──────── TEXT BLOCK
Sex and the Cemetery: Iranian Pilgrims, Shrine Visitation, and Consumer Piety in Damascus

‘Carnivalesque’ is perhaps the best, if not the only way to describe the scene: in front of the Prophet’s wives graves in Damascus, Shi‘i pilgrims can buy imitation Viagra, sex-enhancement crèmes, and massage oils. Sexual paraphernalia and sex toys are otherwise banned in Syria, and medical drugs such as these are usually only for sale at pharmacies. Yet, an array of sex-related items could be bought from make-shift vendors, right outside of the shrines of two of Prophet Muhammad’s wives until very recently.
────────────────
──────── RECORDS SHOWN
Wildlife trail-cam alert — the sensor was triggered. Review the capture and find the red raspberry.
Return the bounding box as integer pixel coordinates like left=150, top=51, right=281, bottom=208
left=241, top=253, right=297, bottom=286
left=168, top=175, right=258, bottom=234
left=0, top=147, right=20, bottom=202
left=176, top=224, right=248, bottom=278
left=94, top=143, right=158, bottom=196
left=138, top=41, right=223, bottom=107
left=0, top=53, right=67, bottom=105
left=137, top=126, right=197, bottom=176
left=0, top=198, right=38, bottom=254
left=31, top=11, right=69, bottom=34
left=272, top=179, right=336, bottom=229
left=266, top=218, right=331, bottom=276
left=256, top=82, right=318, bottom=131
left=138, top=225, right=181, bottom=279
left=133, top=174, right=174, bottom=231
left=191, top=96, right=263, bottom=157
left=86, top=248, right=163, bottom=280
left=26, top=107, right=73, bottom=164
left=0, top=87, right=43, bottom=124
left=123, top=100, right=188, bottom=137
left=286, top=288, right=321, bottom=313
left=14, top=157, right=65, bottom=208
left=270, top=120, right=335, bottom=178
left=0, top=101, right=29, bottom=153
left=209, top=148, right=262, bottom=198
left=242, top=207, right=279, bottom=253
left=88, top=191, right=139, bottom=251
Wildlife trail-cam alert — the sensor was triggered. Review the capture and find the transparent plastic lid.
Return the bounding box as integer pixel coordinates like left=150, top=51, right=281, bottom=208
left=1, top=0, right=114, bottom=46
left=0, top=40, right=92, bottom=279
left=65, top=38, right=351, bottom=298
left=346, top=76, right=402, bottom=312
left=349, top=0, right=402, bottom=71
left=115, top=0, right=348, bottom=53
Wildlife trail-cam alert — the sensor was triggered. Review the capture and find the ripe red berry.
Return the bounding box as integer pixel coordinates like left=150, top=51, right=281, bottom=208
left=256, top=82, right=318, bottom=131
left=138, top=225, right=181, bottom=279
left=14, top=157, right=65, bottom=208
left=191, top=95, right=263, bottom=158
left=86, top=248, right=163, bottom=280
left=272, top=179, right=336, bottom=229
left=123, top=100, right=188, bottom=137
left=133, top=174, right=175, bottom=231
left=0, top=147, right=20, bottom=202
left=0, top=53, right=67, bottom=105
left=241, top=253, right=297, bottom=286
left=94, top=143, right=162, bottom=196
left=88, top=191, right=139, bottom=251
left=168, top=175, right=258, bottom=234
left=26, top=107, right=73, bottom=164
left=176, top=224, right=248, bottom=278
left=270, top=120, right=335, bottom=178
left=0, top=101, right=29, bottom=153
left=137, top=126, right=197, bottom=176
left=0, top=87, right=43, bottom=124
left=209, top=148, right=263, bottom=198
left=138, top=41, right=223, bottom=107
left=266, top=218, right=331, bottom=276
────────────────
──────── RECORDS SHOWN
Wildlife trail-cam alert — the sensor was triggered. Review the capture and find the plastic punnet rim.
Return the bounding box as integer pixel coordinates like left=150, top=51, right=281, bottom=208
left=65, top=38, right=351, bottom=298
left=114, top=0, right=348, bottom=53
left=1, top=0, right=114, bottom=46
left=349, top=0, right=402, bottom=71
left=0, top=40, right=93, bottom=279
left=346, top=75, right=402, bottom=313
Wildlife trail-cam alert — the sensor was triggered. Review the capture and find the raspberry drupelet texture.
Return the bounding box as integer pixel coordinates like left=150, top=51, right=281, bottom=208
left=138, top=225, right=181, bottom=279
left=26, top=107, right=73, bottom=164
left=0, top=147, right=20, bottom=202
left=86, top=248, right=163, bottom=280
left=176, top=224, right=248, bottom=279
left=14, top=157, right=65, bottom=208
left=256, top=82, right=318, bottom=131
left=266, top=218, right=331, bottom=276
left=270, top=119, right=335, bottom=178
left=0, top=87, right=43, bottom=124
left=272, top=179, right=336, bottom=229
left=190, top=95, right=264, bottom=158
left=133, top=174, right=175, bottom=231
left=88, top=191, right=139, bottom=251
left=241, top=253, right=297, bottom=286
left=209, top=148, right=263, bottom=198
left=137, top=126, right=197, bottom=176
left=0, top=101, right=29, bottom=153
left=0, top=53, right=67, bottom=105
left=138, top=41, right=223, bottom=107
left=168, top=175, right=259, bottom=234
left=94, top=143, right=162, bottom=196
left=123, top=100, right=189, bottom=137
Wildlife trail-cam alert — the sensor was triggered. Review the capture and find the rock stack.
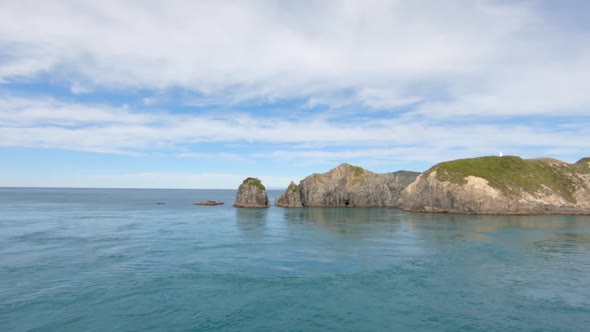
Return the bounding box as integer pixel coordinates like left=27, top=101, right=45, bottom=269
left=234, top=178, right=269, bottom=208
────────────────
TASK PROMPT: Continue the passage about Shi'i pilgrims and the vendors outside the shrines in Damascus, starting after its final sentence. The items above stand apart from the passage and have no connection to it.

TASK OUTPUT:
Until the Syrian Uprising severely limited Iranian pilgrimage to Syrian sacred sites starting in 2011, thousands of Iranian religious tourists, along with Shi‘is from Lebanon, Iraq, and the eastern Arabian Gulf would come annually to visit the shrine-town of Sayyida Zaynab, the mausoleum of Ruqayya, as well as the Bab al-Saghir cemetery right outside of the southern wall of the Old City of Damascus. Bab al-Saghir is a historic cemetery, which houses the remains of two of the Prophet’s wives, Bilal al-Habashi, the first muezzin, several companions of the Prophet, the heads of those who fought on the side of Imam al-Hussein at the Battle of Karbala (in 680 CE), as well as the body of the first Umayyad Caliph, Mu’awiya ibn Abi Sufyan.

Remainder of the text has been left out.